Multi-Source Integration¶
Combine data from multiple sources into unified analytics.
What You'll Build¶
By the end of this tutorial, you'll have:
- Multiple data sources connected (CSV + API)
- Unified data models joining sources
- Cross-source analytics dashboards
Duration: ~25 minutes
Prerequisites¶
- Dango project with at least one source configured
- Understanding of dbt refs and joins
- Basic data modeling knowledge
Step 1: Plan Your Sources¶
Before integrating sources, plan how they'll connect:
┌─────────────────┐ ┌─────────────────┐
│ CSV Orders │ │ Stripe │
│ - order_id │ │ - customer_id │
│ - customer_id │──┬──│ - email │
│ - product_id │ │ │ - charges │
└─────────────────┘ │ └─────────────────┘
│
│ ┌─────────────────┐
│ │ Google Sheets │
└──│ - customer_id │
│ - segment │
└─────────────────┘
Key questions: - What fields connect the sources? - Which source is the "truth" for each entity? - How to handle mismatches?
Step 2: Configure Multiple Sources¶
Example: CSV + Google Sheets¶
# .dango/sources.yml
sources:
# Order data from CSV
- name: order_data
type: csv
enabled: true
csv:
base_path: data/uploads/orders
file_pattern: "*.csv"
# Customer enrichment from Google Sheets
- name: customer_segments
type: google_sheets
enabled: true
google_sheets:
spreadsheet_url_or_id: "1ABC..."
credentials_path: "~/.config/gcloud/credentials.json"
Authenticate and Sync¶
Step 3: Understand the Raw Data¶
After syncing, explore what you have:
# List all tables
duckdb data/warehouse.duckdb "SELECT table_schema, table_name FROM information_schema.tables WHERE table_schema LIKE 'raw_%'"
Expected:
Check schemas:
-- Orders schema
DESCRIBE raw_order_data.orders;
-- Customer segments schema
DESCRIBE raw_customer_segments.sheet1;
Step 4: Create Integration Models¶
Customer Master¶
Combine customer data from multiple sources:
-- dbt/models/intermediate/int_customers_unified.sql
{{ config(materialized='table') }}
with order_customers as (
-- Customers from order data
select distinct
customer_id,
customer_email as email,
customer_name as name,
'orders' as source
from {{ ref('stg_order_data_orders') }}
where customer_id is not null
),
sheet_customers as (
-- Customer enrichment from Google Sheets
select
customer_id,
email,
name,
segment,
acquisition_channel,
'sheets' as source
from {{ ref('stg_customer_segments_sheet1') }}
),
-- Combine with preference for enriched data
unified as (
select
coalesce(s.customer_id, o.customer_id) as customer_id,
coalesce(s.email, o.email) as email,
coalesce(s.name, o.name) as name,
s.segment,
s.acquisition_channel,
o.customer_id is not null as has_orders,
s.customer_id is not null as has_enrichment
from order_customers o
full outer join sheet_customers s
on o.customer_id = s.customer_id
)

| Exercise 1 |
Revise the multi-source integration tutorial by copying it from "Multi-Source Integration¶" through "(CSV + API)", replacing "tutorial" with "guide". Begin at the words that have "Multi-Source Integration¶" and stop after "(CSV + API)".
| Exercise 2 |
Answer these questions from the multi-source integration tutorial:
(a) How long is the tutorial expected to take?
(b) What type is given for the source named customer_segments?
(c) What kind of join combines order customers and sheet customers in the unified model?
| Exercise 3 |
Summarize the multi-source integration tutorial in two sentences.
Answer using only the multi-source integration tutorial.

| Data |
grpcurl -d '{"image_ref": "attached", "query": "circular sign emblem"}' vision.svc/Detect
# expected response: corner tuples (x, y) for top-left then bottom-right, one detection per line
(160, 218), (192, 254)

| Correct output 1 |
Multi-Source Integration¶
Combine data from multiple sources into unified analytics.
What You'll Build¶
By the end of this guide, you'll have:
- Multiple data sources connected (CSV + API)

| Correct output 2 |
(a) About 25 minutes.
(b) google_sheets.
(c) A full outer join.

| Correct output 3 |
The multi-source integration tutorial shows how to combine data from multiple sources, such as CSV order files and Google Sheets, into unified analytics in about 25 minutes. It covers planning how the sources connect, configuring them in .dango/sources.yml, exploring the raw tables with DuckDB, and building a dbt model that joins customer data with preference for the enriched data.